Teks Bacaan
• • • • • • •

MajalahCSR.id – Lebih dari 400 perempuan pemimpin aksi iklim menandatangani surat terbuka kepada Pemerintah Inggris agar memberi perhatian lebih dan menyuarakan transparansi soal kesetaraan gender pada pertemuan iklim COP26 November 2021 mendatang.
Para penandatangan surat tersebut termasuk penggagas perjanjian iklim Paris (Paris Agreement), Laurence Tubiana, Presiden Irlandia, Mary Robinson, ahli ekonomi Kate Rasworth, pengacara lingkungan, Farhana Yamin, dan penggiat ekspedisi National Geographic, Sylvia Earle. Selain itu terdapat pula nama artis dan pesohor seperti aktris Emma Thompson, dan Ellie Goulding.

• • • • • • •

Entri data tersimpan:
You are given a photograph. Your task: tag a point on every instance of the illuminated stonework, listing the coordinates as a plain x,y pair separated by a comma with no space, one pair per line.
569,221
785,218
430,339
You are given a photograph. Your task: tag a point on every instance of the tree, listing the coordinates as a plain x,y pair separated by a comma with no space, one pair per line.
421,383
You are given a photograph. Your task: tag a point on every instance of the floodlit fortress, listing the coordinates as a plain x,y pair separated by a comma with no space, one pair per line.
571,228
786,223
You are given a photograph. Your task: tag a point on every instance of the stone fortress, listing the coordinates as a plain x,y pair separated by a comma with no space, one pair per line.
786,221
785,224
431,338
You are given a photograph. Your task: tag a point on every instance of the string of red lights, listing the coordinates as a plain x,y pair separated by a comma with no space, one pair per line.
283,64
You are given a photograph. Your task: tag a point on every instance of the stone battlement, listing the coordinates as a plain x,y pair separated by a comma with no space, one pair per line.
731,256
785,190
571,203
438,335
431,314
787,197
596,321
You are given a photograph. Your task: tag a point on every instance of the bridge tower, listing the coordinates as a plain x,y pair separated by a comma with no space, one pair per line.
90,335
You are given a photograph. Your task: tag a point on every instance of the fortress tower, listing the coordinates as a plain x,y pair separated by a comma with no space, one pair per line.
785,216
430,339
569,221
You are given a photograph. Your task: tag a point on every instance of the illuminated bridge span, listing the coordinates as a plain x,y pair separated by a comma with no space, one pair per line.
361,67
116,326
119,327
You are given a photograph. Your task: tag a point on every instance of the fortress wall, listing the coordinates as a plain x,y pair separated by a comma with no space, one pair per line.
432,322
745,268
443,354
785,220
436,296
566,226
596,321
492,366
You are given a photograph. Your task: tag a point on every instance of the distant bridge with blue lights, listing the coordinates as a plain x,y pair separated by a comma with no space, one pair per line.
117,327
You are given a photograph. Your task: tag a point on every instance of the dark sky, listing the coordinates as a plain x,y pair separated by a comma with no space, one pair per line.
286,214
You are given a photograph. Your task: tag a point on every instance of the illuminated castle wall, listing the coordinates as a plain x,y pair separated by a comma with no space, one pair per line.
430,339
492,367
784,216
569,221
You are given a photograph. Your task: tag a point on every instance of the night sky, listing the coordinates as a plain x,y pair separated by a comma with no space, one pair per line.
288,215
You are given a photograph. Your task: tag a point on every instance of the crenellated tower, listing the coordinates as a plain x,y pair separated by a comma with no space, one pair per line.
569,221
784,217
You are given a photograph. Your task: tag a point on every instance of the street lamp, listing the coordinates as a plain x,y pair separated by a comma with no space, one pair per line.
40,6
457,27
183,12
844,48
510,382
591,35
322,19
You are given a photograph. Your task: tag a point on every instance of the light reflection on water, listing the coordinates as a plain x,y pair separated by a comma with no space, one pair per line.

• • • • • • •

Soal Latihan
Ringkas teks tentang surat terbuka para pemimpin perempuan menjelang COP26 dalam dua kalimat. Kerjakan hanya berdasarkan teks.

Jawaban Latihan
Lebih dari 400 perempuan pemimpin aksi iklim menandatangani surat terbuka yang meminta Pemerintah Inggris memberi perhatian lebih dan menyuarakan transparansi soal kesetaraan gender pada pertemuan iklim COP26 November 2021. Para penandatangannya antara lain Laurence Tubiana, Mary Robinson, Kate Rasworth, Farhana Yamin, dan Sylvia Earle, serta artis dan pesohor seperti Emma Thompson dan Ellie Goulding.